§ PASSAGE SHOWN:

The institutional response in the US to Trump’s power grabs has been shockingly muted. Much of Congress, controlled by his own party, has not challenged his supercharged expansion of executive power. The leaders of the US’ most powerful technology companies have made significant donations and sought to placate the president. Some big law firms and prestigious universities have made deals rather than assert their independence, and some media organizations seem afraid to attract the president’s ire.

Has the US switched sides on the human rights playing field? While US engagement with human rights institutions has always been selective, China and Russia have long pursued an illiberal agenda. They stand much to gain from a US government that now expresses open hostility to universal rights. China and Russia remain strategic rivals of the US, but all three countries are now led by leaders who share open disdain for norms and institutions that could constrain their power.

Together, they wield considerable economic, military, and diplomatic power. If they were to consistently act as allies of convenience to erode global rules, they could threaten the entire system. Already, a loose international network of countries such as North Korea, Iran, Venezuela, Myanmar, Cuba, and Belarus work in concert with Russia and China. These leaders share very little ideologically but align in undermining human rights and promoting a regressive international agenda. In word and in practice, the US government is now helping them in this endeavor.

Surveillance cameras installed in Lhasa, Tibet Autonomous Region, June 10, 2026. 
A television in a restaurant in Hong Kong shows a missile being launched during military exercises being held by China around the island of Taiwan, June 10, 2026.

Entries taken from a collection

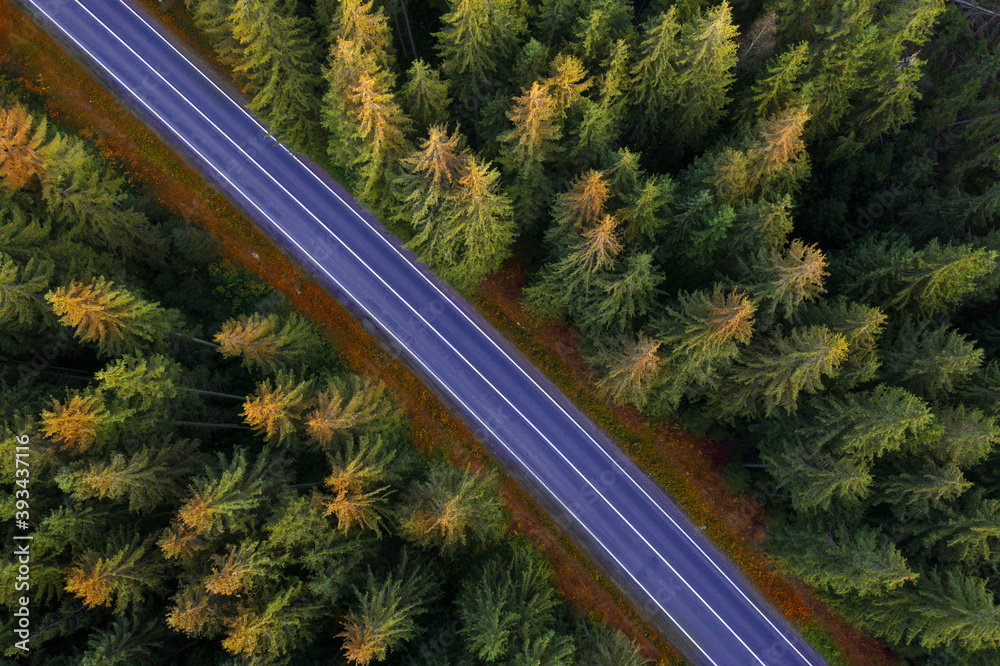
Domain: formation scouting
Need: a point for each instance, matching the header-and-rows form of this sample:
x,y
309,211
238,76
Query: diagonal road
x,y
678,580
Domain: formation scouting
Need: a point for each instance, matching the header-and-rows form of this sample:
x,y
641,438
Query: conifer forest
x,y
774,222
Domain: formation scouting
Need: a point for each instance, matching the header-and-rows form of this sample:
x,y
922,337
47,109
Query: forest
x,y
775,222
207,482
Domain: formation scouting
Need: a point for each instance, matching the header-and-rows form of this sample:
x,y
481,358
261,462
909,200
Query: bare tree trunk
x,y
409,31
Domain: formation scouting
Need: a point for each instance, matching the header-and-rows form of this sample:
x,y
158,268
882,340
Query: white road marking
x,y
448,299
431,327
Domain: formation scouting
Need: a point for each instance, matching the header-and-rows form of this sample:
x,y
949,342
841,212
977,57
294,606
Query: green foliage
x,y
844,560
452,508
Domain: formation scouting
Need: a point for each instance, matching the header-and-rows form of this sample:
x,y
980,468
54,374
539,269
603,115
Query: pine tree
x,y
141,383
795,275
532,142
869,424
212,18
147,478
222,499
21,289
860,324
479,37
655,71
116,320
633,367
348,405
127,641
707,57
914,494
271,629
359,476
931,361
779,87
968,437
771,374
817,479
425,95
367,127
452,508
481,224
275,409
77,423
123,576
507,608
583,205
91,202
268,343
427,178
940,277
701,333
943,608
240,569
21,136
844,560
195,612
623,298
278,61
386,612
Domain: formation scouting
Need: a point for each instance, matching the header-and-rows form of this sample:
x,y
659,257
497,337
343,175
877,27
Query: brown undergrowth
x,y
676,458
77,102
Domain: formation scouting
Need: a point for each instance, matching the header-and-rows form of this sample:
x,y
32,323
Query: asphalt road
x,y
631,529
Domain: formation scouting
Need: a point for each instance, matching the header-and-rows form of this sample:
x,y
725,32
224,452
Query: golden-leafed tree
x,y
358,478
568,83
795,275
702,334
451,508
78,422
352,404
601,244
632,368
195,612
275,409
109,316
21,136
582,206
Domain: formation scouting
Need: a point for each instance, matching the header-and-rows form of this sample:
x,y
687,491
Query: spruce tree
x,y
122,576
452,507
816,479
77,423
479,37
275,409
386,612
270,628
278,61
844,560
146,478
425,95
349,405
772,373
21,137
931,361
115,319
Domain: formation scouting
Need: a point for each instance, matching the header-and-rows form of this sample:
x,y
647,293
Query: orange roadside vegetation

§ STATED PROBLEM A:
In the passage on the US and human rights, why could the US, China and Russia threaten the entire system of global rules if they consistently acted as allies of convenience?
§ STATED PROBLEM B:
Show every line of the records that contains the string "tree", matching case exactly.

§ FULL SOLUTION A:
Together, the three countries wield considerable economic, military, and diplomatic power. That combined weight means that if they consistently worked as allies of convenience to erode global rules, they could threaten the entire system.

§ FULL SOLUTION B:
Query: bare tree trunk
Query: pine tree
Query: golden-leafed tree
Query: spruce tree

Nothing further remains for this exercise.